▸ **Trecho da página**
··········

Quando chegou em Coimbra, onde mora, André soube dos corpos carbonizados encontrados no local onde há pouco havia passado. “Se eu tivesse esperado 10 minutos para sair da aldeia, eu também teria ficado preso nas chamas”, conta.

Cenário apocalíptico

Durante a viagem para Coimbra, Kuzer pensou em seus vizinhos e nas pessoas que conhecia que decidiram permanecer em Mosteiro. No trajeto, ele também se lembrou do que viu antes de conseguir escapar e da rapidez com a qual as chamas destruíram tudo. “O cenário era apocalíptico. Descrever aquilo é como descrever o inferno. O vento e o som das chamas são inenarráveis. Tudo aconteceu muito rápido, foi horrível.”

Com dificuldades para se informar – a comunicação na região atingida pelo incêndio ainda é complicada –, Kuzer começou a receber informações sobre várias mortes em sua aldeia. Ele também atendeu a muitas ligações de pessoas perguntando se ele estava vivo. “Aquilo me angustiou muito”, relata.

O fogo, que ainda se alastra por algumas vilas, já foi contido em Mosteiro. Nesta segunda-feira (19), o português conseguiu retornar para a aldeia e não encontrou nenhum conhecido que tenha perdido a vida, embora ainda se tenha notícias de muitos desaparecidos.

“Uma vizinha minha foi uma das que desapareceram; fui até a casa dela, que foi totalmente consumida pelo fogo, mas não encontrei nada. O carro dela não está lá também. Não sei se ela conseguiu fugir ou se também foi pega pelas chamas na ‘estrada da morte’”, lamenta.

Sensação de abandono

Apesar de incêndios serem comum nessa época do ano em Portugal, nunca houve algo nessa proporção. Diante da magnitude dos fatos, o português diz ter se sentido desorientado e abandonado pelas autoridades do país.

··········

▸ **Linhas de dados**
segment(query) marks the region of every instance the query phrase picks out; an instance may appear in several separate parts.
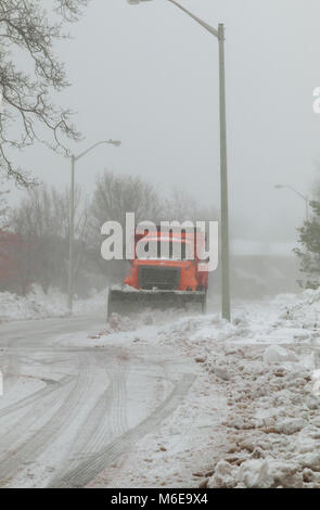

··········

▸ **Instruções do exercício**
Dê continuidade, por favor, ao relato sobre o incêndio em Mosteiro, começando logo após a última frase do trecho.

▸ **Resultado da tarefa**
“Tudo aconteceu tão rápido e de forma inesperada que ninguém conseguiu pensar em um plano de salvamento. Não havia ajuda, todos os residentes foram abandonados a própria sorte”, conta ele, que enquanto estava em Mosteiro não viu agentes civis para evacuar a área ou bombeiros para impedir que o fogo chegasse até a aldeia.

“Eu não sei se era possível imaginar que o fogo tomaria a dimensão que tomou, mas o sentimento que eu tenho é que erros foram cometidos para que a tragédia se tornasse tão gigante”, desabafa. “Ainda que as autoridades estivessem desprevenidas, confiamos que os órgãos de proteção civil estão lá justamente para antever esse tipo de situação. Espero que, após esse drama, as leis mudem no país para que se evitem tragédias como essa.”

No domingo (18), Portugal declarou luto oficial de três dias em meio à consternação nacional. Kuzer conta que é mesmo de luto o clima em todo o país. Mesmo tendo retornado para aldeia atingida pelo incêndio, o arquiteto decidiu não fazer fotos ou registros do que viu. “Prefiro não guardar nada disso na minha memória. Foi a pior situação que eu já passei na vida”, define.